Reproduce every entry exactly.

Coordinate annotation records
..............................

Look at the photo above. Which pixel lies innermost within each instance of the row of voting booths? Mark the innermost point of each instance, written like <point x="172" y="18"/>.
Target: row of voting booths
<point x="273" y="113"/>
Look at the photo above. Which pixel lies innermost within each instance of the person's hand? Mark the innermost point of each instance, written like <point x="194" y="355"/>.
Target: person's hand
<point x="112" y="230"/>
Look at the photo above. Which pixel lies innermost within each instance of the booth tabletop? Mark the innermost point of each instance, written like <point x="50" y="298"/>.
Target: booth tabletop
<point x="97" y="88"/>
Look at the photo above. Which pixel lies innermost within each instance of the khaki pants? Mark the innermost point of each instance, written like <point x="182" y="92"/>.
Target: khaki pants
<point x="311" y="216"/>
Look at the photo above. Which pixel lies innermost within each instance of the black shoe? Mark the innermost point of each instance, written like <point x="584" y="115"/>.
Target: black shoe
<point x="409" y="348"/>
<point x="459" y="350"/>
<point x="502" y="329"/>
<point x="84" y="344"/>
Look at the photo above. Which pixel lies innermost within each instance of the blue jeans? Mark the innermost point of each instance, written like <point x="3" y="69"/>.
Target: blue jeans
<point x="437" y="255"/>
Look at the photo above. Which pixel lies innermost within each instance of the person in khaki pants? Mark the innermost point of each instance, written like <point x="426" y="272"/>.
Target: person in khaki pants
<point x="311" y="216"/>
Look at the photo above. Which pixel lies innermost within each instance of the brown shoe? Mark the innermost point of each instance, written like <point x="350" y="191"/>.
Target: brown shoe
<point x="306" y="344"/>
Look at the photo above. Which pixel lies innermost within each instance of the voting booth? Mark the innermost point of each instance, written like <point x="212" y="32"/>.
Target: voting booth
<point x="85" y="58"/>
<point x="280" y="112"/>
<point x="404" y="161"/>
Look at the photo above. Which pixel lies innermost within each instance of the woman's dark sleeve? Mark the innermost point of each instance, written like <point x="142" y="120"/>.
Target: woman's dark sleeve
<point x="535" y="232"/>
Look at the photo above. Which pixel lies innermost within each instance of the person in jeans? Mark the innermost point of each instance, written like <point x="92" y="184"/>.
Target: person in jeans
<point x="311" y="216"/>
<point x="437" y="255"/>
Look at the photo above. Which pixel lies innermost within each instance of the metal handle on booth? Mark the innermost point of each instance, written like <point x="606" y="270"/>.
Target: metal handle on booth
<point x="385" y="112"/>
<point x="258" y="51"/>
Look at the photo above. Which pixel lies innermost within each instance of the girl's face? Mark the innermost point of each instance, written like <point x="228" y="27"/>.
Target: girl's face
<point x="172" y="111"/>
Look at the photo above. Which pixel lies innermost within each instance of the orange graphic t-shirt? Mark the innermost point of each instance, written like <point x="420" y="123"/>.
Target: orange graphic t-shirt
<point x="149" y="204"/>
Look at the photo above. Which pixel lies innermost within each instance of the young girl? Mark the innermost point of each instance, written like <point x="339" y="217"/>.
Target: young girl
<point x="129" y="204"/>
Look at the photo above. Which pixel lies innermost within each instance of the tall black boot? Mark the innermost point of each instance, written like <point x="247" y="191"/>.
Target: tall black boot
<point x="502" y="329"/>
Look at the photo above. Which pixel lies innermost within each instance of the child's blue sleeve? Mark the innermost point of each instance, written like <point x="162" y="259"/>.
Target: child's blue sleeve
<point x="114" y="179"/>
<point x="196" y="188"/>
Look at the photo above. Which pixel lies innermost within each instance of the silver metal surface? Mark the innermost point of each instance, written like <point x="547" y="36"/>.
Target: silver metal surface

..............................

### Task answer
Look at the photo above. Which pixel lies innermost within each instance of the row of voting booths? Mark the innermost point of each instance, written like <point x="172" y="18"/>.
Target: row of voting booths
<point x="273" y="113"/>
Look at the photo above. Which pixel lies innermost within each instance of the person's hand? Mark the innermost point of each instance, written like <point x="194" y="355"/>.
Target: person's hand
<point x="112" y="230"/>
Look at the photo above. Which pixel lies innermost within each instance of the booth tabletop? Mark the innermost point of each instance, written like <point x="50" y="298"/>.
Target: booth tabletop
<point x="97" y="88"/>
Look at the photo above. Which pixel lies innermost within each instance of the khaki pants? Mark the innermost point of each instance, written like <point x="182" y="92"/>.
Target: khaki pants
<point x="311" y="216"/>
Look at the photo above. Which pixel lies innermost within each instance of the black shoe? Mark the innermost point of each instance, written like <point x="584" y="115"/>.
Target: black shoe
<point x="409" y="348"/>
<point x="459" y="350"/>
<point x="502" y="329"/>
<point x="84" y="344"/>
Look at the photo above. Which pixel lies innermost within each instance of the blue jeans? Mark the innermost point of each instance, written like <point x="3" y="69"/>.
Target: blue jeans
<point x="437" y="255"/>
Look at the photo above. Which pixel lies innermost within each instance of the person in khaki pants? Mark the innermost point of each instance, written like <point x="426" y="272"/>.
Target: person in khaki pants
<point x="311" y="216"/>
Look at the photo above. Which pixel lies innermost within each instance of the brown shoe? Mark the innermost point of each instance, written like <point x="350" y="191"/>.
Target: brown shoe
<point x="306" y="344"/>
Look at the photo above. Which pixel lies innermost within each instance of the voting booth? Mark the innermost point of each instance, written like <point x="212" y="32"/>.
Target: voting booth
<point x="85" y="58"/>
<point x="280" y="112"/>
<point x="404" y="161"/>
Look at the photo above. Which pixel lies innermost within each instance of the woman's dark sleeve? Mark the innermost point of each instance, written like <point x="142" y="120"/>.
Target: woman's dark sleeve
<point x="535" y="232"/>
Look at the photo above. Which pixel lies innermost within each instance of the person in jeans? Mark the innermost point of each instance, written like <point x="92" y="184"/>.
Target: person in jeans
<point x="311" y="216"/>
<point x="437" y="255"/>
Look at the photo above. Which pixel lies innermost within each instance of the metal handle on booth? Mark the innermost point of each instance, written like <point x="606" y="270"/>.
Target: metal handle on booth
<point x="385" y="112"/>
<point x="258" y="51"/>
Look at the photo above. Which pixel lies innermost within each instance of the girl's face? Mark the innermost point of each instance, written like <point x="228" y="27"/>.
Target: girl's face
<point x="172" y="111"/>
Look at the photo above. Which pixel lies innermost within each instance of the orange graphic t-shirt? Mark the innermost point of each instance, written like <point x="420" y="123"/>.
Target: orange graphic t-shirt
<point x="149" y="204"/>
Look at the photo above. Which pixel lies innermost within each instance of the young girl? Mark the innermost point of each instance, written like <point x="339" y="217"/>.
Target: young girl
<point x="129" y="204"/>
Look at the photo above. Which pixel lies innermost within each instance of the tall black boot? Mark the innermost point of each instance, written like <point x="247" y="191"/>.
Target: tall black boot
<point x="502" y="329"/>
Look at the photo above. Which pixel lies innermost within each instance of the child's blue sleeve? Mark the innermost point of each instance, written like <point x="162" y="259"/>.
Target: child's blue sleeve
<point x="114" y="179"/>
<point x="196" y="188"/>
Look at the photo above. Which pixel lies innermost within each instance of the silver metal surface? Mark the innermost point of each instance, written like <point x="547" y="36"/>.
Target: silver metal surface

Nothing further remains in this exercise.